__PROBLEM DETAILS__: Reproduce all of the material exactly as shown.

## BEGIN LISTED ENTRIES

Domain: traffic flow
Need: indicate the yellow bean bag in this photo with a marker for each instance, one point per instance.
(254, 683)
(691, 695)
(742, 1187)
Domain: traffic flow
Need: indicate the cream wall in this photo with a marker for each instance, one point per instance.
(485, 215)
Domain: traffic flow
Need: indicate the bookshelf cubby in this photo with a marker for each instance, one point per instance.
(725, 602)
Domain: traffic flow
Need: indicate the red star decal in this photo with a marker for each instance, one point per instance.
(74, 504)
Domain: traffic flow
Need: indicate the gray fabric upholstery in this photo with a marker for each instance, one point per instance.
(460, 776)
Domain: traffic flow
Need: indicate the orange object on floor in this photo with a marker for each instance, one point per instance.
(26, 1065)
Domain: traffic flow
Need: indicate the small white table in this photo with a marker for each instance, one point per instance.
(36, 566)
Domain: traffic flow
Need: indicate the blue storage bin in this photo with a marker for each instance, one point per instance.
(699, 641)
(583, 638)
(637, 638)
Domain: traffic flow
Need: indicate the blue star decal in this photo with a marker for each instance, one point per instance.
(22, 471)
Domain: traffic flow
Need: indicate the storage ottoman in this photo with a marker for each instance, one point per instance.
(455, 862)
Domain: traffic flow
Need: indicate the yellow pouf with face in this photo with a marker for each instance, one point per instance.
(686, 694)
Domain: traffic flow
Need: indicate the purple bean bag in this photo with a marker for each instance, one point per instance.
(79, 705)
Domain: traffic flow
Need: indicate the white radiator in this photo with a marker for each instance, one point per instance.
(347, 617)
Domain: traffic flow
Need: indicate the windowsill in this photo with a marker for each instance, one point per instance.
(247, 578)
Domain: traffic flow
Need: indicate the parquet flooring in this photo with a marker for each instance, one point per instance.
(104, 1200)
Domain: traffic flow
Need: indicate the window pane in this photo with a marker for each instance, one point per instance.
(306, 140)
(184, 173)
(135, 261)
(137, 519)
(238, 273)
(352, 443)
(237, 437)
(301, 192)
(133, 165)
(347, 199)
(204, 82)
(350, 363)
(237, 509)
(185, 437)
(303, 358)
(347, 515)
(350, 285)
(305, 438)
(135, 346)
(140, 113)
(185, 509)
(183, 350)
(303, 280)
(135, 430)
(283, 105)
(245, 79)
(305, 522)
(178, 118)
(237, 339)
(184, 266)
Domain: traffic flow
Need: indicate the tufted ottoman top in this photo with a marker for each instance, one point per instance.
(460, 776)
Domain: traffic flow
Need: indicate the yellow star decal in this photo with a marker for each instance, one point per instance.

## END LISTED ENTRIES

__COMPLETE RESPONSE__:
Domain: traffic flow
Need: indicate the yellow bean bag in this photo with a marker for each instance, one point per instance.
(254, 683)
(691, 695)
(742, 1187)
Domain: traffic flow
Need: indicate the cream wall in this photo with a marker for each instance, one point per instance.
(485, 215)
Domain: traffic flow
Need: indicate the bookshelf cubby in this photo with a marker for each instance, one point per instance.
(725, 602)
Domain: traffic flow
Need: indicate the red star decal in this photo with a marker for each instance, one point per instance.
(74, 504)
Domain: traffic flow
Need: indicate the gray fabric upholstery in this photo with a marker for each instance, one point per instance.
(460, 776)
Domain: traffic flow
Need: indicate the orange object on floor in this photo with a marker for each instance, one point per instance.
(26, 1065)
Domain: traffic flow
Need: indicate the small white table in this photo with a marker for each instance, one point per instance.
(36, 566)
Domain: traffic flow
Need: indicate the blue storage bin in this photo with a marker for each instance, one point per instance.
(699, 641)
(583, 638)
(637, 638)
Domain: traffic flow
Need: indicate the blue star decal in this photo with a marker for each instance, one point per instance.
(22, 471)
Domain: traffic flow
Need: indicate the storage ottoman in this photo with a marker for each instance, one point per instance.
(455, 862)
Domain: traffic flow
Need: indicate the yellow pouf with face in this photo with a marker for each instance, one point per instance.
(686, 694)
Domain: traffic flow
Need: indicate the purple bean bag in this photo with a marker for each instance, one point per instance.
(79, 705)
Domain: traffic flow
Need: indicate the white radiator in this photo with a marker for each instance, one point per instance.
(347, 617)
Domain: traffic flow
Need: indicate the windowsill in this photo with a marker for each instance, one point per instance.
(247, 578)
Domain: traffic flow
Need: indicate the parquet flooring in this photo with a marker for each instance, one point per instance.
(104, 1200)
Domain: traffic flow
Need: indicate the window pane in this photo with a marker for each instance, one point per instance.
(306, 140)
(184, 173)
(135, 261)
(137, 519)
(238, 273)
(352, 443)
(237, 437)
(301, 192)
(133, 165)
(347, 199)
(204, 82)
(350, 363)
(237, 509)
(185, 437)
(303, 358)
(347, 515)
(350, 285)
(305, 438)
(135, 346)
(140, 113)
(185, 509)
(183, 350)
(303, 280)
(135, 430)
(283, 105)
(245, 79)
(305, 522)
(178, 118)
(237, 339)
(184, 266)
Domain: traffic flow
Need: indicate the tufted ottoman top in this photo with a marker for each instance, one point per instance.
(460, 776)
Domain: traffic flow
Need: indicate the yellow star decal in this photo with a marker for each instance, one point per instance.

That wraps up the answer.